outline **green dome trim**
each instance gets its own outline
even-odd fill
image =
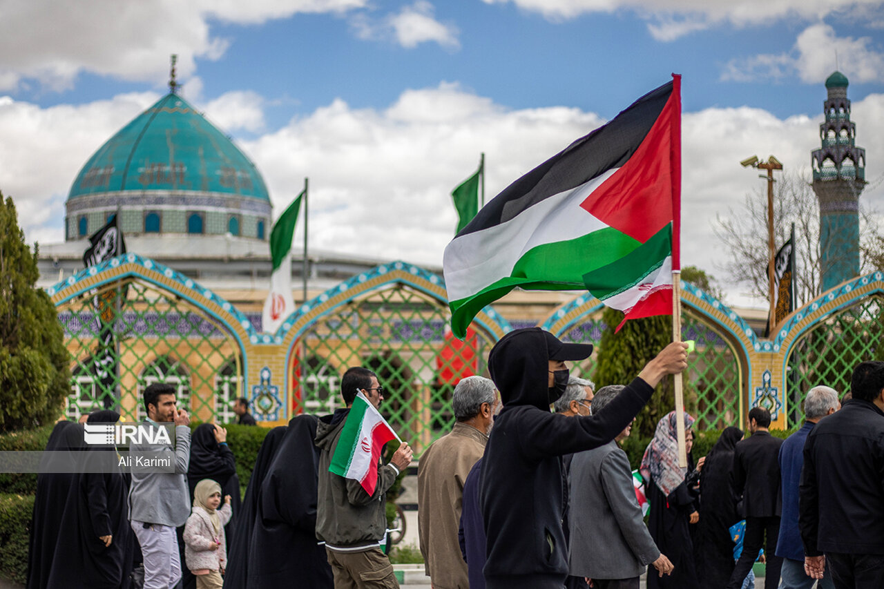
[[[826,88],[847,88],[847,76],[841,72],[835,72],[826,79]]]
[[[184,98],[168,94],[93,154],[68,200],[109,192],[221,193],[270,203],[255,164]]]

==

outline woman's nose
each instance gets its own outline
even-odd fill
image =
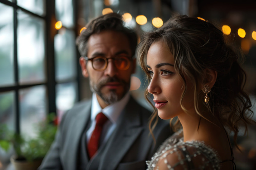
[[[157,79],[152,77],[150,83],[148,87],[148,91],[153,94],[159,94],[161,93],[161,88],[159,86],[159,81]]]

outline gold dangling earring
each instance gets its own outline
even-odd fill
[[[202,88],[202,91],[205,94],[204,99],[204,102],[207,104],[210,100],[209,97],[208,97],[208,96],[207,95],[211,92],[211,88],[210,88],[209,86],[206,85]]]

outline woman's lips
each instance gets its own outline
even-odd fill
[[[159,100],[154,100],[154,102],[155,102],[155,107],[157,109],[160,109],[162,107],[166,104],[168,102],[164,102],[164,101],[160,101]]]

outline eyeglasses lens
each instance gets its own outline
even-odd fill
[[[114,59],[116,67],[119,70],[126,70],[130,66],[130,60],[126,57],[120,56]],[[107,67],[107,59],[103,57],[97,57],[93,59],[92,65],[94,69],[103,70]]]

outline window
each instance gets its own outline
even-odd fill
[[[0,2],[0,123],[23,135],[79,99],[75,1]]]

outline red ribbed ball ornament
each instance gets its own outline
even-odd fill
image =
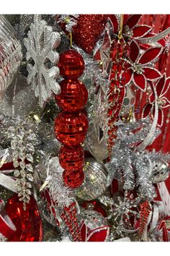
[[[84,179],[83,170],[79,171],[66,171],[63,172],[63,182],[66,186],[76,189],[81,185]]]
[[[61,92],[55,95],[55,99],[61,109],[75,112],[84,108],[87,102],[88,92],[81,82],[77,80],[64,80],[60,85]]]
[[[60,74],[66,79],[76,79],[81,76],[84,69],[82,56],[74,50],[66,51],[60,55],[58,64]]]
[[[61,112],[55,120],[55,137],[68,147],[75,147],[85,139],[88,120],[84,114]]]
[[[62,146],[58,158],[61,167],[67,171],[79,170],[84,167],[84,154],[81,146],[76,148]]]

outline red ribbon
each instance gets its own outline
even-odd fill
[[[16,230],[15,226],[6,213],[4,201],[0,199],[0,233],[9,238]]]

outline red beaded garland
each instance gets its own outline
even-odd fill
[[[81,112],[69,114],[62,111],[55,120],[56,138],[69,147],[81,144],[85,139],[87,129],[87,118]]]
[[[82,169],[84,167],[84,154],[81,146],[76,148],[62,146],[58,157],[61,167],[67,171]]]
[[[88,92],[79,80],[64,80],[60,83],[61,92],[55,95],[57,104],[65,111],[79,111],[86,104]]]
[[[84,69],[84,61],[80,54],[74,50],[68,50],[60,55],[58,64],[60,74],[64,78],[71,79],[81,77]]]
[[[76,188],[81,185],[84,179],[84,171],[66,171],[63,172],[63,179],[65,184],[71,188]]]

**Exercise description**
Rewrite the entries from the line containing "outline woman's nose" through the line containing "[[[16,230],[15,226],[6,213],[4,201],[0,199],[0,233],[9,238]]]", inclusive, substituting "nonzero" for "even-odd" and changing nothing else. Leave the pictures out of your answer.

**The solution**
outline woman's nose
each instance gets its own outline
nonzero fill
image =
[[[157,79],[152,77],[150,83],[148,87],[148,91],[153,94],[159,94],[161,93],[161,88],[159,86],[159,81]]]

outline gold dangling earring
each instance gets its own outline
nonzero fill
[[[202,88],[202,91],[205,94],[204,99],[204,102],[207,104],[210,100],[209,97],[208,97],[208,96],[207,95],[211,92],[211,88],[210,88],[209,86],[206,85]]]

outline woman's lips
each instance gets its own outline
nonzero fill
[[[159,100],[154,100],[154,102],[155,102],[155,107],[157,109],[160,109],[162,107],[166,104],[168,102],[164,102],[164,101],[160,101]]]

outline eyeglasses lens
each instance gets its own outline
nonzero fill
[[[114,59],[116,67],[119,70],[126,70],[130,66],[130,60],[126,57],[120,56]],[[107,67],[107,59],[103,57],[97,57],[93,59],[92,65],[94,69],[103,70]]]

outline window
each instance gets its own outline
nonzero fill
[[[0,2],[0,123],[23,135],[79,99],[75,1]]]

outline red ribbed ball ornament
each instance gets its own outline
nonzero fill
image =
[[[84,179],[83,170],[79,171],[66,171],[63,172],[63,182],[66,186],[76,189],[81,185]]]
[[[61,92],[55,95],[55,99],[61,109],[75,112],[84,108],[87,102],[88,92],[81,82],[77,80],[64,80],[60,85]]]
[[[60,74],[66,79],[76,79],[81,76],[84,69],[82,56],[74,50],[66,51],[60,55],[58,64]]]
[[[61,112],[55,120],[55,137],[68,147],[75,147],[85,139],[88,120],[84,114]]]
[[[62,146],[58,158],[61,167],[67,171],[79,170],[84,167],[84,154],[81,146],[76,148]]]

outline red ribbon
each instance gets its own outline
nonzero fill
[[[16,230],[15,226],[6,213],[4,201],[0,199],[0,233],[9,238]]]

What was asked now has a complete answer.